Transcribe the tail of the listing: start at the line containing "formatted like (137,399)." and stop after the last line, keeping every character as is and adding nothing.

| Input |
=-=-=-=-=

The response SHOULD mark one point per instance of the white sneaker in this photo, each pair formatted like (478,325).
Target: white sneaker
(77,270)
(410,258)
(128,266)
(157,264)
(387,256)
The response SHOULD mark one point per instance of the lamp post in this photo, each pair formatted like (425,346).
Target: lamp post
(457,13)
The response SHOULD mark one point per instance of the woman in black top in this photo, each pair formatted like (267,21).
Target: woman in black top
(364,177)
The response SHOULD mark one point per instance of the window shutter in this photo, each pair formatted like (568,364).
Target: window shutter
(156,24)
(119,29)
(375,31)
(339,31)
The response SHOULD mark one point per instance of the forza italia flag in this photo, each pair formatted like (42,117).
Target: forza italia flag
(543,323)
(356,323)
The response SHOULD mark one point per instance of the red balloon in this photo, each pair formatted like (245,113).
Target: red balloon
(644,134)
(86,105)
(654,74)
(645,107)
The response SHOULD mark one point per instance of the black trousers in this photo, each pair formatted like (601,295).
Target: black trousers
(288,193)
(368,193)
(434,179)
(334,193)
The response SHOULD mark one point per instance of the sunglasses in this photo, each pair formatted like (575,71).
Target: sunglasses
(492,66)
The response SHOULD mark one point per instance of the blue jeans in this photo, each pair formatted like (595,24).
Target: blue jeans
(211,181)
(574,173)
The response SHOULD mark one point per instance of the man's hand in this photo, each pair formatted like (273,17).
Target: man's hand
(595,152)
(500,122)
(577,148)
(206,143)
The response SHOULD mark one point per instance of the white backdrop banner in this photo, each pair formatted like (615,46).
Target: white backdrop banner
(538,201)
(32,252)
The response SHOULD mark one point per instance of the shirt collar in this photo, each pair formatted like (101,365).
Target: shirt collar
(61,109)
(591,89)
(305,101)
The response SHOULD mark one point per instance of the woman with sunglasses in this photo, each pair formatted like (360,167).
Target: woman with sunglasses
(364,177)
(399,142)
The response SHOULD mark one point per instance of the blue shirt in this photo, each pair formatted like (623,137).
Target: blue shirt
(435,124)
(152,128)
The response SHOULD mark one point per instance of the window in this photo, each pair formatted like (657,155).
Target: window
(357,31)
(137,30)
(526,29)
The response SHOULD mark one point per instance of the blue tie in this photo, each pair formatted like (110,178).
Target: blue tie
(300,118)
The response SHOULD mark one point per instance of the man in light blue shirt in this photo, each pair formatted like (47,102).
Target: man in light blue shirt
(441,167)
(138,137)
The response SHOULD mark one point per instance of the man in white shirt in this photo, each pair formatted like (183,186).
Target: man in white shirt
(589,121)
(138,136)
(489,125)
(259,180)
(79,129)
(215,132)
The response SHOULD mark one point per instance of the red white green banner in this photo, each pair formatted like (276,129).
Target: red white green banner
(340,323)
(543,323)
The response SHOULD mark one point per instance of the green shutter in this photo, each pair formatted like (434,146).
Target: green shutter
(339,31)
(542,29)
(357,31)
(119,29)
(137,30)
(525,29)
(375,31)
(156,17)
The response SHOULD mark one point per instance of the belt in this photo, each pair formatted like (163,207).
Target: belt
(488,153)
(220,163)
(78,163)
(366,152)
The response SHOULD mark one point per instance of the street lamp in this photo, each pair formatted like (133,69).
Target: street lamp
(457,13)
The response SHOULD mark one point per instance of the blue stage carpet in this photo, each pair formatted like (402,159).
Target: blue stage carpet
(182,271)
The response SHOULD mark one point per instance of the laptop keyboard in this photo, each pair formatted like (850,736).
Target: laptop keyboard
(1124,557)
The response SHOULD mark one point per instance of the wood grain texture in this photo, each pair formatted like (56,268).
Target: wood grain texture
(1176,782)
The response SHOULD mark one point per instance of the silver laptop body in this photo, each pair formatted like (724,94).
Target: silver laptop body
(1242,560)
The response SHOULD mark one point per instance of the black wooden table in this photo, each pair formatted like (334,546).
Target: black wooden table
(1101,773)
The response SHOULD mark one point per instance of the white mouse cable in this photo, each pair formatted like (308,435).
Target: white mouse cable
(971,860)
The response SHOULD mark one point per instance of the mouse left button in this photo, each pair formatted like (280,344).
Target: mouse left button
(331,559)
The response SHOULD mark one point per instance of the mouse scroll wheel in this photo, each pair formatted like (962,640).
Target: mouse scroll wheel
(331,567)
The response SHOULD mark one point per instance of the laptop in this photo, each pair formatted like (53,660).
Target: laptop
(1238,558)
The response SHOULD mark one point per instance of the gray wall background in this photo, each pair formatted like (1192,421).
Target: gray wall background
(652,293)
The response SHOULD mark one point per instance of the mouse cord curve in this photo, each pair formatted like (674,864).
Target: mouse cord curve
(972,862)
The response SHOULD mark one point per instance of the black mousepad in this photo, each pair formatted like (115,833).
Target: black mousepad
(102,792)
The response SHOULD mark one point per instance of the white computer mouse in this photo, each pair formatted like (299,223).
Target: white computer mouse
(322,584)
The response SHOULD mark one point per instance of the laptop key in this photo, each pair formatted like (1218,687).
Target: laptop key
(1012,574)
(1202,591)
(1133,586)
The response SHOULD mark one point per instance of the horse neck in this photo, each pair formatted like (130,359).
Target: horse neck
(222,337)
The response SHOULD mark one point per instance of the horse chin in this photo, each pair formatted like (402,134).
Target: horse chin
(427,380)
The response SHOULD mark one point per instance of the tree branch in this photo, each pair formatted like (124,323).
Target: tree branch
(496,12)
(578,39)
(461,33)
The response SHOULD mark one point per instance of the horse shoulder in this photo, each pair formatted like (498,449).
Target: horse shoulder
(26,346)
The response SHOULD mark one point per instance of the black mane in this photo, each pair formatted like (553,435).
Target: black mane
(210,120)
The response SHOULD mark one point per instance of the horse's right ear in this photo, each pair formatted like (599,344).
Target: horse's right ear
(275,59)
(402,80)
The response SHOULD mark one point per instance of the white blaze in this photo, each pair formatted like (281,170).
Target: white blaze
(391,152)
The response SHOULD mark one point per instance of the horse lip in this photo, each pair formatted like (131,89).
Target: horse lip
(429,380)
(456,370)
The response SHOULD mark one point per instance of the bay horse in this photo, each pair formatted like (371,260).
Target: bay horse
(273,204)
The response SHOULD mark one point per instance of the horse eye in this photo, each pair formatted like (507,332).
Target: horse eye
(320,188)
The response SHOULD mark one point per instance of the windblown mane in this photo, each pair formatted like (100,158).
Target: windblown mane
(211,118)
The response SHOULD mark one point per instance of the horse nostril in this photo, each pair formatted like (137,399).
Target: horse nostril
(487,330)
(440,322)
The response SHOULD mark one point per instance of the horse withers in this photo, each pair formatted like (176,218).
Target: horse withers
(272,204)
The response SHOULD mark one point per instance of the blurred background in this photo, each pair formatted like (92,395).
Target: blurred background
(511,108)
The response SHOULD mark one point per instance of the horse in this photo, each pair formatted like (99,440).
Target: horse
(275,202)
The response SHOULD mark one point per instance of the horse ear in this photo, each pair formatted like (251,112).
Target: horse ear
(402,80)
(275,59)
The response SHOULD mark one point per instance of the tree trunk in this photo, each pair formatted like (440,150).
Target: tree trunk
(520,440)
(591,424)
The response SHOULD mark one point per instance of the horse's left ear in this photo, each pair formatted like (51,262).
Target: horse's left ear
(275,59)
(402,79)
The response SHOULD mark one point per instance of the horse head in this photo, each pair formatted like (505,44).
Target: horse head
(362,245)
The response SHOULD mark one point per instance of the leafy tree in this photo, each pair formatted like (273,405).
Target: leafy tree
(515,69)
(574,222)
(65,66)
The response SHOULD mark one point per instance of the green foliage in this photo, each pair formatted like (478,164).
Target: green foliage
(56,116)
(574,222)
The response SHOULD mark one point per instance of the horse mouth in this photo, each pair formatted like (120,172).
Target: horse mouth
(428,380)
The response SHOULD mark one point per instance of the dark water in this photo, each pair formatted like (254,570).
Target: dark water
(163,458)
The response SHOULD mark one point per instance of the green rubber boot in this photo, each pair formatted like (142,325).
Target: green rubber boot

=-=-=-=-=

| Expected output |
The response SHOULD mark one point per instance of the horse nostril in this photo, each pair formatted like (137,399).
Target: horse nostril
(487,330)
(440,322)
The response SHOULD mark one point per instance of the horse withers in this photo, each pair formatted like (176,218).
Target: horse withers
(272,204)
The response SHOULD mark one point per instance of the blurred background in this photo, each pair formatted like (92,395).
Target: blurred background
(511,108)
The response SHOULD mark one point per instance of the horse in this photo, each pair formatted like (99,440).
Target: horse
(275,202)
The response SHOULD mark one point per instance of the horse ear in this photo, each pair formatted like (251,112).
Target: horse ear
(402,80)
(275,59)
The response SHOULD mark one point per instance of the tree trunk in this photo, each pair formatted like (440,150).
Target: tree trunk
(520,440)
(591,424)
The response SHOULD mark one point per instance of the horse's left ear in this photo, each pair formatted like (51,262).
Target: horse's left ear
(275,59)
(402,79)
The response SHOULD mark one point per instance of the horse head in this photo, each pair formatted like (505,44).
Target: horse head
(362,245)
The response SHOULD mark one point per instance of the leafy tree in this photo, each pair formatted like (273,405).
Target: leafy tree
(515,69)
(574,222)
(65,66)
The response SHOULD mark one point per instance of the green foliage in this photo, each pair formatted like (478,164).
Target: green foliage
(56,116)
(574,222)
The response SHOULD mark one point per instance of the horse mouth in this photo, each pair formatted like (120,172).
Target: horse mouth
(428,380)
The response SHOULD mark one point per instance of the dark water in this photo, each pair formatted like (254,570).
Target: dark water
(163,458)
The response SHOULD mark one point per instance of the green rubber boot in this photo, each pair formatted like (142,325).
Target: green rubber boot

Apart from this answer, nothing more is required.